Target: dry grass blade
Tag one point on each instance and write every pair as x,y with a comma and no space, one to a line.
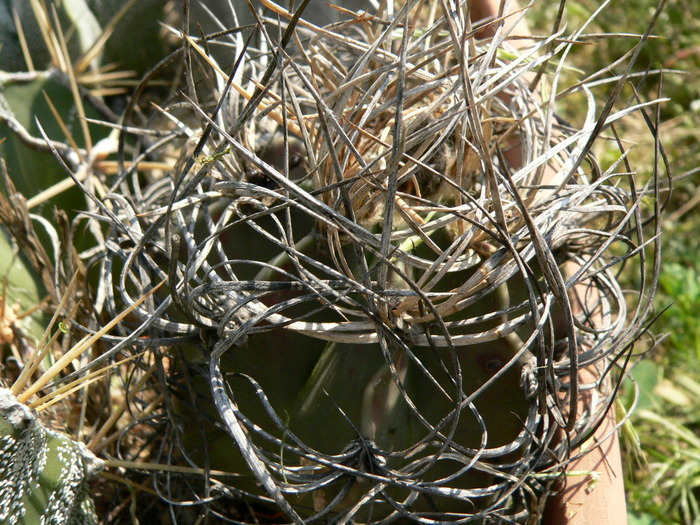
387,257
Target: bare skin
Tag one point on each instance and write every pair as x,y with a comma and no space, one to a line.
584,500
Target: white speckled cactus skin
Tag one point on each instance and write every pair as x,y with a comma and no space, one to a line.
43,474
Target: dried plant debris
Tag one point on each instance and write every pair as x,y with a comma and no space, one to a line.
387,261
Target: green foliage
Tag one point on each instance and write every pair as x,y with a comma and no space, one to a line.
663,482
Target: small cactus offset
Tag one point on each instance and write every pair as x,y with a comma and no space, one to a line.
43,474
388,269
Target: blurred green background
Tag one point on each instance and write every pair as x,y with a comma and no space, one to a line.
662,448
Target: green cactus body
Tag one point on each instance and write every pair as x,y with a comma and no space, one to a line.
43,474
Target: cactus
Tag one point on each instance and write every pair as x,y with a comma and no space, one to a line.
------
Transcribe the entries above verbatim, excluding any image.

ANSWER SPACE >>
Target: dry grass blade
Tag one point on each instance and write every pair as x,y with a comma and no space, one to a line.
387,257
Target: bare skin
Tag one point on each instance and write every pair as x,y with a comma and no space, one to a line.
584,500
Target: white speckled cactus skin
Tag one point on each instance and write every pair as x,y with a comma and no space, one to a line.
43,474
Target: dried plant debris
Tag one point on each instance and write every pair as x,y with a comma and no space, one to a line.
387,261
Target: green foliage
Tag one point on each instance and write every pair as x,y with a comma and no space, one to a line.
663,482
Target: small cactus offset
Tag one point on each instance and write every pair as x,y with a comma and no space, one to a line.
43,474
388,269
Target: blurred green background
Tag one point on each instance and write every pair as x,y with a comma and no space, one to a line.
662,448
Target: green cactus body
Tag one point on each instance and write every pair as x,y with a comma and no space, one to a line.
43,474
Target: cactus
Tag one point on each instance and write every pair as x,y with a comma and no space, one to a line.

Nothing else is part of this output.